Exercise input START

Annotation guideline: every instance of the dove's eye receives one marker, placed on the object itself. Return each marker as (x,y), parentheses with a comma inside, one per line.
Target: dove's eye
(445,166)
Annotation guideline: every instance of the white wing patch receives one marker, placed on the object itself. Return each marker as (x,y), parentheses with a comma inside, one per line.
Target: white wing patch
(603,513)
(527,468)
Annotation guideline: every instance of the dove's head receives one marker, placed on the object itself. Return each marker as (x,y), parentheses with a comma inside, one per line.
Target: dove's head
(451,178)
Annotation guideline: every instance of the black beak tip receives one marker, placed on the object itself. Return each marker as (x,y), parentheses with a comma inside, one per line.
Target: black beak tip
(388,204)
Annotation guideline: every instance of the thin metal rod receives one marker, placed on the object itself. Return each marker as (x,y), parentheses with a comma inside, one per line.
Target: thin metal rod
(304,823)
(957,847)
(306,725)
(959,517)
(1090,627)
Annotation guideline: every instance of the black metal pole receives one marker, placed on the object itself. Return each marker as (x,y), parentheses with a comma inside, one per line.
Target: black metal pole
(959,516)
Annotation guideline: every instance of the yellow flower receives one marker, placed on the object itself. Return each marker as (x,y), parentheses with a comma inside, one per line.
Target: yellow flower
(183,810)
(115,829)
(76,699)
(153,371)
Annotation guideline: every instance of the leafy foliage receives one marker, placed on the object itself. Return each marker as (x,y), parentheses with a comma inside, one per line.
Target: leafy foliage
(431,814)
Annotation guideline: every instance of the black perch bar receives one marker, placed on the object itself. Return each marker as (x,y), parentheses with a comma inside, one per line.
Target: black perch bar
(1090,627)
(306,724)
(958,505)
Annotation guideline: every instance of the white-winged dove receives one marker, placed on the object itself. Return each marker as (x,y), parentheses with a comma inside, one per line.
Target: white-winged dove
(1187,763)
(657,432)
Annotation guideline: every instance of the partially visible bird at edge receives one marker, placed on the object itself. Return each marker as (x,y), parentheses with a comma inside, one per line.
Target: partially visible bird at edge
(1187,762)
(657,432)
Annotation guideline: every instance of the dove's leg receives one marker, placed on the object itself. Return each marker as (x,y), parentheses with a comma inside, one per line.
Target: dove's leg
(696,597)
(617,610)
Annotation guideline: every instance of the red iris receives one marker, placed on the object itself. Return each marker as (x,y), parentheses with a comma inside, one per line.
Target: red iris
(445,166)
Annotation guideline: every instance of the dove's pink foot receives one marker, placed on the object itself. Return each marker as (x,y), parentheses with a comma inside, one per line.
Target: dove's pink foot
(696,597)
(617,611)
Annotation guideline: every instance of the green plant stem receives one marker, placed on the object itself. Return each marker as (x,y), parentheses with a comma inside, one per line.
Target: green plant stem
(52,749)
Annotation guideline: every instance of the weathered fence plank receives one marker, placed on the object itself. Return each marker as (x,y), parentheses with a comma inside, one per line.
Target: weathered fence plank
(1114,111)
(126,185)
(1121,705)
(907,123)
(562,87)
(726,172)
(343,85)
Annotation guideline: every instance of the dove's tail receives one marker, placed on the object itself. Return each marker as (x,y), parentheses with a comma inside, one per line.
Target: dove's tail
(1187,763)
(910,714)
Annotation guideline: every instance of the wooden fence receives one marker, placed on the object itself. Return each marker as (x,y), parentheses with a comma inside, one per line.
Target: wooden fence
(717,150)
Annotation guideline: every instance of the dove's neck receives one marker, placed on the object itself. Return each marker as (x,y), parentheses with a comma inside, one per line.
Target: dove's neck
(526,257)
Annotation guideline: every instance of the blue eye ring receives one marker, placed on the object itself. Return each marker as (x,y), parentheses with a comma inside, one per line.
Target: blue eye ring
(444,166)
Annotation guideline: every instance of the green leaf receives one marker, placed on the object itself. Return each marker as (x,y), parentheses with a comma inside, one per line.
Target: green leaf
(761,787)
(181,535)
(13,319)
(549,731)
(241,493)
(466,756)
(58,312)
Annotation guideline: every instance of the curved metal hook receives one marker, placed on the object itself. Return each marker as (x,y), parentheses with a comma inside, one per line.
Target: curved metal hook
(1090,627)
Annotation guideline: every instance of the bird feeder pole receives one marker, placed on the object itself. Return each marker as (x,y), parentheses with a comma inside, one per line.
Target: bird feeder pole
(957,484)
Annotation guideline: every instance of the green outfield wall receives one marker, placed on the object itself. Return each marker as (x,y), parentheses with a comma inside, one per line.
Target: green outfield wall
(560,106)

Exercise input END

**Work request:** Transcribe the records. Keep every word exactly as it stands.

**Completed exercise:**
Annotation guideline: every instance of the dove's eye receives one marker, placed on the object itself. Return each marker as (x,y), parentheses with a comma inside, one per line.
Target: dove's eye
(445,166)
Annotation guideline: every instance of the white wing patch receives one marker, placed on the object itself. Return each marker as (x,y), parentheses with a comma inside, one per line.
Target: white wing patch
(603,513)
(527,468)
Annotation guideline: every instance of the dove's head receives one marker, placed on the object itself. Return each marker as (x,y), parentheses with a comma inside, one per line.
Target: dove's head
(451,178)
Annotation guideline: every instance of the black beak tip receives one marker, placed on the object itself. Return each marker as (x,y), parentheses with a comma inside, one per line.
Target: black beak tip
(388,204)
Annotation guideline: every instance of the thin metal rod receives one marker, placed on the object itself. Return each marker as (x,y), parentheses with a comma inside, one per line.
Target: thin metal rod
(304,823)
(957,847)
(306,725)
(959,517)
(1090,627)
Annotation guideline: every instance of the black metal pole receives one marker, placed on the object itself. Return each marker as (x,y), parentheses with a comma inside, one per line.
Target: black metal pole
(959,516)
Annotation guideline: every instance of the yellow flower receives one marker, placed on the object itself. Return each marker as (x,y), parentheses with a comma inside, one per line.
Target: yellow flower
(183,810)
(115,829)
(76,699)
(153,371)
Annotation guideline: every instance of the leafy foliage receives one marker, placed on the object itself. Return each marker as (x,y), parentheses with a comma inside, one per line.
Target: leafy foliage
(431,814)
Annotation guideline: every instance of the black perch bar receives one marker, placed on the object itself. Return each marker as (x,y), parentheses with a comma inside, one per line.
Target: black perch bar
(1090,627)
(306,724)
(958,505)
Annotation guideline: every instance of the white-winged dove receives one marker, placed on the object itself. Return each marker as (x,y), parentheses with a comma inside, one per line.
Target: white-winged dove
(1187,763)
(657,432)
Annotation guideline: every instance of the partially visible bird at edge receives one marker, placed on the object itself. Return each marker as (x,y), parentheses with a comma inside, one per line.
Target: partially visible bird at edge
(1187,762)
(657,432)
Annotation guideline: every instance of the dove's leg receives one marker, placed on the object itself. Return each marker as (x,y), parentheses with a comma inside, one per line.
Target: dove's leg
(696,597)
(617,610)
Annotation guideline: every instance of the red iris receives one marker, placed on the object itself. Return each marker as (x,y), parentheses with a comma inside, one per line.
Target: red iris
(445,166)
Annotation guideline: every instance of the dove's pink foot receives one marker, placed on the object itself. Return each marker as (x,y), parentheses with a comma inside, one per line.
Target: dove's pink foot
(696,597)
(617,611)
Annotation guideline: every instance of the green plant stem receives one marker, placed on the object itself. Return each marker as (x,y), parentheses with a comma inside, one per line.
Target: green plant stem
(52,749)
Annotation guideline: every instance of the weathered fence plank receives one marker, placed on the object itself. Return each marker as (x,y), parentheses with a comma inside, one per line.
Target: weathered fence plank
(1114,111)
(126,185)
(1121,705)
(907,123)
(562,87)
(726,172)
(343,85)
Annotation guideline: every instance of the dove's tail receives one marker, placed on the object itself. Return each marker as (x,y), parentheses with a comma inside, one per line.
Target: dove's tail
(1187,763)
(910,714)
Annotation guideline: every instance of the wooden fence receives one marker, placed on the object itself. Return each marker as (x,y), parentheses with a comma inside, one per line.
Target: wooden fence
(717,150)
Annotation guideline: every instance of the dove's neck receives one marker, placed on the object itself. Return each marker as (x,y), parentheses with a comma inside, one per line.
Target: dove's neck
(526,257)
Annotation guideline: every instance of the blue eye ring receives one marker, placed on the object itself. Return each marker as (x,y), parentheses with a comma inside, one per line.
Target: blue eye ring
(444,166)
Annotation guideline: every instance of the green leaf receives one marker, placed on the object itself. Return each marker as (x,y), parentheses with a comma inside, one per line.
Target: green leaf
(761,787)
(181,535)
(13,319)
(549,731)
(241,493)
(466,756)
(58,312)
Annotation guideline: every instance of the curved metal hook receives one marker, placed on the object itself. Return each marker as (x,y), parentheses with a comma inside, one per line.
Target: curved metal hook
(1090,627)
Annotation guideline: every instance of the bird feeder pole receives one marker, placed on the object itself. Return each marker as (x,y), parentheses with a comma inside, one per line.
Target: bird feeder pole
(957,484)
Annotation guideline: every instance of the green outfield wall receives one marker, placed on the object itself. Return each marker as (x,y), parentheses with a comma inside, one per line.
Target: green outfield wall
(560,106)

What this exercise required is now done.